DESCRIPTION OF THE TASK: How many lines in the data below contain the string "bare"? Reply with the count alone.

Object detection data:
-----

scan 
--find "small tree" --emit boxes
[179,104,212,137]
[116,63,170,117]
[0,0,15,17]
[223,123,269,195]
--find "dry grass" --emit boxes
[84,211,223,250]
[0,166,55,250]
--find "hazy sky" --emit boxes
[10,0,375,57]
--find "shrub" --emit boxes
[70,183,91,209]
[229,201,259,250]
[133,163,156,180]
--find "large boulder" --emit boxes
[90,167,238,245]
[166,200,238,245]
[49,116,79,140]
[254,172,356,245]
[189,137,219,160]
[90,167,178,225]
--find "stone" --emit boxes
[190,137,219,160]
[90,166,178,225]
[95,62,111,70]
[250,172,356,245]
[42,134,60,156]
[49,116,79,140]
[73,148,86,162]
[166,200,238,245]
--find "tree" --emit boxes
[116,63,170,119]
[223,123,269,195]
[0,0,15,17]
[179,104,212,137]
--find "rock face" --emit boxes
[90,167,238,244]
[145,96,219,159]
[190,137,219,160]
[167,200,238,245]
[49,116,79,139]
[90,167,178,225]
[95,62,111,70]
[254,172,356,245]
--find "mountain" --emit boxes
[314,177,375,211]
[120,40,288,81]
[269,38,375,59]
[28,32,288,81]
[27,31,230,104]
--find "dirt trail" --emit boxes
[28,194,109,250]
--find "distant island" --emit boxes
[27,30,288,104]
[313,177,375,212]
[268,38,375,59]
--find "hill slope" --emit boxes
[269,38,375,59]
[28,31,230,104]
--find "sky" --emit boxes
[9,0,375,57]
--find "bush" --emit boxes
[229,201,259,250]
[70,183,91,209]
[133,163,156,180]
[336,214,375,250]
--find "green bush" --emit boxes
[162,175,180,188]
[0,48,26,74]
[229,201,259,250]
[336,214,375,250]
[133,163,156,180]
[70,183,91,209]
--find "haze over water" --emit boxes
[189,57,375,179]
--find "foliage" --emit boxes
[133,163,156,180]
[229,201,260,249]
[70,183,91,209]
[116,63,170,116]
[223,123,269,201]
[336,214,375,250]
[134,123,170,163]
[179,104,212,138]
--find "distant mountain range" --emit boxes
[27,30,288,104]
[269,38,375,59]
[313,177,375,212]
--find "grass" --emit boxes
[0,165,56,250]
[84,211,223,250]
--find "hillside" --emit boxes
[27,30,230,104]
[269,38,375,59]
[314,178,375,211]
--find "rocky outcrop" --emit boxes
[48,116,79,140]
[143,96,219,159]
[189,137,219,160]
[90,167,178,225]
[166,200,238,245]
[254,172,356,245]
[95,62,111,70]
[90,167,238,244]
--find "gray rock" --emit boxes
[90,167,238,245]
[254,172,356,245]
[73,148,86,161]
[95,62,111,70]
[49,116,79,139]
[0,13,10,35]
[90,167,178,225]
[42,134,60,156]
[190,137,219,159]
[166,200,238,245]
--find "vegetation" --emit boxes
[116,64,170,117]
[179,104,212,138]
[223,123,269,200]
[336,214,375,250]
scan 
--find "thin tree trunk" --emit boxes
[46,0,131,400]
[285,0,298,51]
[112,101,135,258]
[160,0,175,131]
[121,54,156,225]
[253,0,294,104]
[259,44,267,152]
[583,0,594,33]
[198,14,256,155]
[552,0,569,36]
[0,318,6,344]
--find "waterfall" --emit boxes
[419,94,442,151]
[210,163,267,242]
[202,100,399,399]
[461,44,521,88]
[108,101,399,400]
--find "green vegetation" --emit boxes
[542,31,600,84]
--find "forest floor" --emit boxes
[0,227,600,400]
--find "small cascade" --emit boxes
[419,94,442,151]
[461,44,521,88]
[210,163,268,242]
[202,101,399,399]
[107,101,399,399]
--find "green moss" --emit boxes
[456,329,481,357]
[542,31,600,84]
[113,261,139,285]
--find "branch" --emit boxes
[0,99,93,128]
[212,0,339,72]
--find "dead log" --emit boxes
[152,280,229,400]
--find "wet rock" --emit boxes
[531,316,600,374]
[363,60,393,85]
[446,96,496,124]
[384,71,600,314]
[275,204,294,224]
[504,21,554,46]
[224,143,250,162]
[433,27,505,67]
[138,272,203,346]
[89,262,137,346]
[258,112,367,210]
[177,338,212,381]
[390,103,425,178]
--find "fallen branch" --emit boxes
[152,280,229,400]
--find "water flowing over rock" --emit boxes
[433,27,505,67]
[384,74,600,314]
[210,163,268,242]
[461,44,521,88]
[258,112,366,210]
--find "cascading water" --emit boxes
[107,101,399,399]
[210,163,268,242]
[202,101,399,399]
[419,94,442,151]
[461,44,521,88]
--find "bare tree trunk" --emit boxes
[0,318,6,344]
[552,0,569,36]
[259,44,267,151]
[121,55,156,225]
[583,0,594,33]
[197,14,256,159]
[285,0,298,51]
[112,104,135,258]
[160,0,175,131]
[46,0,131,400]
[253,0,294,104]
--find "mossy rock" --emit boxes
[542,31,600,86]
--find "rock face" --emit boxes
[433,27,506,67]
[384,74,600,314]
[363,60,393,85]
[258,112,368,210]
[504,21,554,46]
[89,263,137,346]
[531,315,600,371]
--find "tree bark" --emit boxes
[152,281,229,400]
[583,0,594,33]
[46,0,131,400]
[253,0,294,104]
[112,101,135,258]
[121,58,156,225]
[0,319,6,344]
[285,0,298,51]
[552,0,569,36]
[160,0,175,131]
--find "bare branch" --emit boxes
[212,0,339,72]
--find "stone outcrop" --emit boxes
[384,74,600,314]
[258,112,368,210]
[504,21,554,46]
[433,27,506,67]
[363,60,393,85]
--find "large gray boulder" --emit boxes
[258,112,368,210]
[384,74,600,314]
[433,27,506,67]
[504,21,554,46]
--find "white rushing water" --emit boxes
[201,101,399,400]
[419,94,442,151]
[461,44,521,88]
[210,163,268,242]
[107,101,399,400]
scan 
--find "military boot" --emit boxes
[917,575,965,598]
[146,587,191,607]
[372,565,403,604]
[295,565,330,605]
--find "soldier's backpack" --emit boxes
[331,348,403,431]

-----

RIGHT ANSWER: 2